#### Task instructions:
(A) In the squadron history below, reproduce everything from "The squadron trained" down to "the Japanese Empire.".
(B) Translate this sentence from the squadron history below into Spanish: "The 31st had brought its B-18s with it to Hickam, and it began engaging in reconnaissance flights over the Islands."

#### Source extract:
● ● ● ● ● ● ●

The squadron trained at Hamilton until the end of 1937, when it was ordered to proceed to Hickam Field, Hawaii, to reinforce the Hawaiian Department. It departed from the port of San Francisco on the USAT Republic on 1 February 1938, arriving at the port of Honolulu on 8 February and transferring to Hickam the same day, being assigned to the 5th Composite Group. The 31st joined the 23d and 72d Bombardment Squadrons at Luke Field on Ford Island which were equipped with Martin B-12s. The 31st had brought its B-18s with it to Hickam, and it began engaging in reconnaissance flights over the Islands. In mid-1941, the 5th Bombardment Group began receiving B-17D Flying Fortresses from the United States, as part of the United States buildup of its Pacific forces due to rising tensions with the Japanese Empire.

On 6 December 1941, the 5th had a total of 12 B-17Ds on the line at Hickam Field, along with 33 B-18s. Five additional B-17Ds with the 11th Bombardment Group, were also on the line at Hickam. The 38th Reconnaissance Squadron with four B-17Cs and two new B-17Es were inbound from Hamilton Field to Hickam on their way to Clark Field in the Philippines to reinforce the American force there.

● ● ● ● ● ● ●

(Annotated photo localization data)
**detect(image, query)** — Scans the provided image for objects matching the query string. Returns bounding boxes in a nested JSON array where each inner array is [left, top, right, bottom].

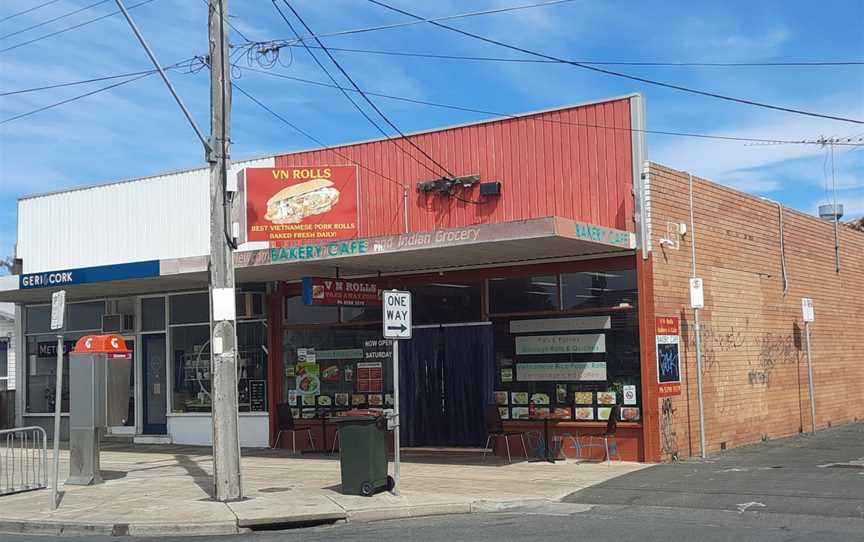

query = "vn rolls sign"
[[245, 166, 357, 244]]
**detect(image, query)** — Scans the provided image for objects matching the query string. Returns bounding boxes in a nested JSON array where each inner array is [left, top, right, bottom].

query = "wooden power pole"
[[207, 0, 243, 502]]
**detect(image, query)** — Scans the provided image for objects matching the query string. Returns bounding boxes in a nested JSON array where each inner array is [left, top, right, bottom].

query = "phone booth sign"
[[66, 335, 132, 485]]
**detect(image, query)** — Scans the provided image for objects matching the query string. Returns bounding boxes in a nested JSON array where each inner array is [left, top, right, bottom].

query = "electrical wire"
[[0, 0, 60, 23], [236, 67, 864, 146], [0, 57, 195, 125], [367, 0, 864, 124], [286, 0, 575, 41], [270, 40, 864, 68], [0, 0, 111, 40], [231, 82, 407, 189], [273, 0, 454, 181], [0, 0, 156, 53]]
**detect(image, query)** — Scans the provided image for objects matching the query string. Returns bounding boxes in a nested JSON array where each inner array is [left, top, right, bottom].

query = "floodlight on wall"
[[819, 203, 843, 222]]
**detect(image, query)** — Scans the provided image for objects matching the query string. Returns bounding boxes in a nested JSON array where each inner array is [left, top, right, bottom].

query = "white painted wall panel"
[[17, 157, 274, 273], [168, 414, 270, 448]]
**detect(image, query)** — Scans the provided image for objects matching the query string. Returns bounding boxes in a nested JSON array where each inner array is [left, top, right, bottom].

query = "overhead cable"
[[273, 0, 454, 177], [231, 83, 407, 189], [0, 0, 156, 53], [0, 0, 111, 40], [367, 0, 864, 124], [255, 43, 864, 68], [243, 67, 864, 146], [0, 0, 60, 23]]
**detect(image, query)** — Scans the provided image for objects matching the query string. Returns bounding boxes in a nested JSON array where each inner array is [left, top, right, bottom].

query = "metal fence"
[[0, 427, 48, 496]]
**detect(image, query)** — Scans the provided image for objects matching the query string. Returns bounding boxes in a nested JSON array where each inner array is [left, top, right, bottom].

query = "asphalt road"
[[0, 424, 864, 542]]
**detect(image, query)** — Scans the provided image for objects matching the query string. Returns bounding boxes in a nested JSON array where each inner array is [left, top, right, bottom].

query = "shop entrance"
[[141, 333, 168, 435], [399, 324, 494, 447]]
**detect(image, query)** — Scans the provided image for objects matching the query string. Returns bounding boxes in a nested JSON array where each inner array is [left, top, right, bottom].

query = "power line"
[[0, 0, 156, 53], [0, 0, 111, 40], [0, 57, 196, 124], [0, 70, 156, 124], [0, 0, 60, 23], [273, 0, 454, 177], [367, 0, 864, 124], [260, 40, 864, 68], [286, 0, 575, 41], [236, 67, 864, 150], [231, 83, 407, 188]]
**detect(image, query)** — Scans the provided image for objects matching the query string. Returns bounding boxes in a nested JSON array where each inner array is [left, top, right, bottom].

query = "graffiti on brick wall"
[[660, 397, 678, 458], [747, 333, 800, 386]]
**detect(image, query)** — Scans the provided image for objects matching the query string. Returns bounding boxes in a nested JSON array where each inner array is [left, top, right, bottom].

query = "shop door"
[[106, 337, 136, 435], [399, 325, 494, 447], [141, 333, 168, 435]]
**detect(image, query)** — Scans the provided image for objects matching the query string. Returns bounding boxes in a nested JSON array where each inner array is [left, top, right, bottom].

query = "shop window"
[[168, 292, 210, 325], [141, 297, 165, 331], [561, 269, 636, 309], [408, 282, 481, 325], [237, 321, 268, 412], [489, 275, 559, 314], [285, 295, 339, 324], [280, 326, 393, 418], [494, 312, 642, 421], [171, 326, 212, 412], [65, 301, 105, 332]]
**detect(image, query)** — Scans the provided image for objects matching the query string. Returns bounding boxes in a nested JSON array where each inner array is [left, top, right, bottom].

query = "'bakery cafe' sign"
[[244, 166, 357, 243], [303, 277, 381, 306]]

● ● ● ● ● ● ●

#### Answers by item number:
(A)
The squadron trained at Hamilton until the end of 1937, when it was ordered to proceed to Hickam Field, Hawaii, to reinforce the Hawaiian Department. It departed from the port of San Francisco on the USAT Republic on 1 February 1938, arriving at the port of Honolulu on 8 February and transferring to Hickam the same day, being assigned to the 5th Composite Group. The 31st joined the 23d and 72d Bombardment Squadrons at Luke Field on Ford Island which were equipped with Martin B-12s. The 31st had brought its B-18s with it to Hickam, and it began engaging in reconnaissance flights over the Islands. In mid-1941, the 5th Bombardment Group began receiving B-17D Flying Fortresses from the United States, as part of the United States buildup of its Pacific forces due to rising tensions with the Japanese Empire.

(B) El 31.º había traído consigo sus B-18 a Hickam y comenzó a realizar vuelos de reconocimiento sobre las Islas.